BRIEF:
Could you copy out every line of the records below, including the text before each answer, but rescale the pixel coordinates in the answers by multiplying them by 1.6 and rounding to whole numbers, with halves rounded up? Leave the pictures out, and keep every other number, including the sample coordinate format, as it is.

Source data:
========================================
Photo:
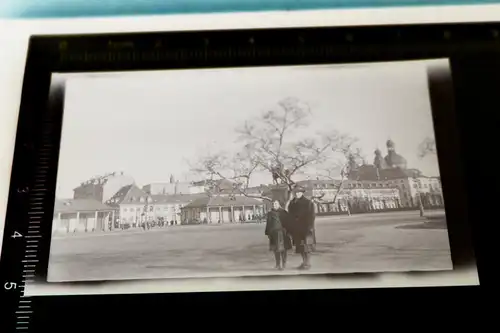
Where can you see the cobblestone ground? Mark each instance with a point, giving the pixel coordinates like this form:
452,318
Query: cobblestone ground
363,243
========================================
RESPONSE TO THIS EXERCISE:
Photo:
Where can you see the cobblestone ground? Mark each instance with a point, giving the pixel coordinates like this form:
452,318
Query: cobblestone ground
581,389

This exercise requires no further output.